# Required work
Pick out every line below that contains the string "church", matching case exactly, and copy each one.
::: Extracted information
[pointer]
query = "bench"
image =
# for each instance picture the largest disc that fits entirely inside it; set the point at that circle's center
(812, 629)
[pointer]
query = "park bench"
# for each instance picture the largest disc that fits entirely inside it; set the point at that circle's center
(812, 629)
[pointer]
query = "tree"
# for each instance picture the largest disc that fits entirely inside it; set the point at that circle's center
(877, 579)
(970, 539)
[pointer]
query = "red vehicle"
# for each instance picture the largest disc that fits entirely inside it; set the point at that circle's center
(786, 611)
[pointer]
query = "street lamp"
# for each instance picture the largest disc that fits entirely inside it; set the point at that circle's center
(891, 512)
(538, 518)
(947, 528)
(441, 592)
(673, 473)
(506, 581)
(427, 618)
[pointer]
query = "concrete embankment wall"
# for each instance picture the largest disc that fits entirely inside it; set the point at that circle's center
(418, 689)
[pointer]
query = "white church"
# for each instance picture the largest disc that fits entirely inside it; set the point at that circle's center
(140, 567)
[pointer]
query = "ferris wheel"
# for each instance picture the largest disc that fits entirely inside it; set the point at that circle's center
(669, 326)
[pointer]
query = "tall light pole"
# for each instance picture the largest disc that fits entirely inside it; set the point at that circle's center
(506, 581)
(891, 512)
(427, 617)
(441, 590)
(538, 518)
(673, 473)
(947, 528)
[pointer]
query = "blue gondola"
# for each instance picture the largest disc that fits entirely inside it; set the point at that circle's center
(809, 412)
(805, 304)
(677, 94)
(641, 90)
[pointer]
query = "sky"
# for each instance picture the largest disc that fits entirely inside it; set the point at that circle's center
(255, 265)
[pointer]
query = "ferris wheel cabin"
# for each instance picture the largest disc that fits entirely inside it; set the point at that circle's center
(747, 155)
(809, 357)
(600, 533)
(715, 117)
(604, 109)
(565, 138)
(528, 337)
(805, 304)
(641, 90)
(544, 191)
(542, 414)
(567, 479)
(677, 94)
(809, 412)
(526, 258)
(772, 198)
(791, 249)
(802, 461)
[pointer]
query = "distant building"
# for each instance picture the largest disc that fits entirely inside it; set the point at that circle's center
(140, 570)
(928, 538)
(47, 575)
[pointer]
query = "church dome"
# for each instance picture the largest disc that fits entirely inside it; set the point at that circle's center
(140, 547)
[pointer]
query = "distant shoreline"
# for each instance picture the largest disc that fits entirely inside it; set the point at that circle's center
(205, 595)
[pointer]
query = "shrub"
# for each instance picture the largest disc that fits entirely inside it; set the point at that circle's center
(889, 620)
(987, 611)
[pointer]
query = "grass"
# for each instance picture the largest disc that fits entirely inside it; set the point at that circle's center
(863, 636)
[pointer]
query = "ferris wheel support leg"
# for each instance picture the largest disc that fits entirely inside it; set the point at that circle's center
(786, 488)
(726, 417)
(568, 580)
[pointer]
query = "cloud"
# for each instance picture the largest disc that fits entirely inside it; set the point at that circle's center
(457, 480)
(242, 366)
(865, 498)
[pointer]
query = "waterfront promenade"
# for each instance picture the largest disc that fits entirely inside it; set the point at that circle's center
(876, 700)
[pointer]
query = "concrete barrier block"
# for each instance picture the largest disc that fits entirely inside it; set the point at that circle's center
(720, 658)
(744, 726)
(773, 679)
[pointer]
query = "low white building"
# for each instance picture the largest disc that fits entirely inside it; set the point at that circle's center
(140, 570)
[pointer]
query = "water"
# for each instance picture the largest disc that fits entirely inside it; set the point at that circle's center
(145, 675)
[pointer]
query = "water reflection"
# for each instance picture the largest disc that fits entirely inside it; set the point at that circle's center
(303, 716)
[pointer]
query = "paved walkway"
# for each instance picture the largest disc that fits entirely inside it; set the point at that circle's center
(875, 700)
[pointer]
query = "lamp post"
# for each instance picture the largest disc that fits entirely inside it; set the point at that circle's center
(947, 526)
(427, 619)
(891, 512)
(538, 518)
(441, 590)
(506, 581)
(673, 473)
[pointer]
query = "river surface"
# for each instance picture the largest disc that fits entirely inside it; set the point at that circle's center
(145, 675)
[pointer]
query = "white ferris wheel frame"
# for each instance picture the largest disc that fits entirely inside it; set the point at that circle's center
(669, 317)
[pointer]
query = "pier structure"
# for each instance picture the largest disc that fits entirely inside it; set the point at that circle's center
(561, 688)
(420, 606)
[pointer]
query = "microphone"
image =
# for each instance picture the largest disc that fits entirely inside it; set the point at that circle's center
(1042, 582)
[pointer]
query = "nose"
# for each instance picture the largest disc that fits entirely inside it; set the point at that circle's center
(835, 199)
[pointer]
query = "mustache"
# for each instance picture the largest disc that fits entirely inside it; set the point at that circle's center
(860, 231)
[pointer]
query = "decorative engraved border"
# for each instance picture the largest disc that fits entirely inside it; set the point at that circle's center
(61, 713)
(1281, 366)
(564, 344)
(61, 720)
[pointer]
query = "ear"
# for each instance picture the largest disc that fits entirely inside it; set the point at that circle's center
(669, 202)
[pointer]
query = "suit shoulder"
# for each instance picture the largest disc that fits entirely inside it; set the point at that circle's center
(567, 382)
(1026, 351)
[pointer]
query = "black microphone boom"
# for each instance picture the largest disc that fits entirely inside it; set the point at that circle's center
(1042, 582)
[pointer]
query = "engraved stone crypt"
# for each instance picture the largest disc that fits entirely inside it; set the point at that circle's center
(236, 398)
::::::
# Result of the task
query = "white church"
query = "church dome"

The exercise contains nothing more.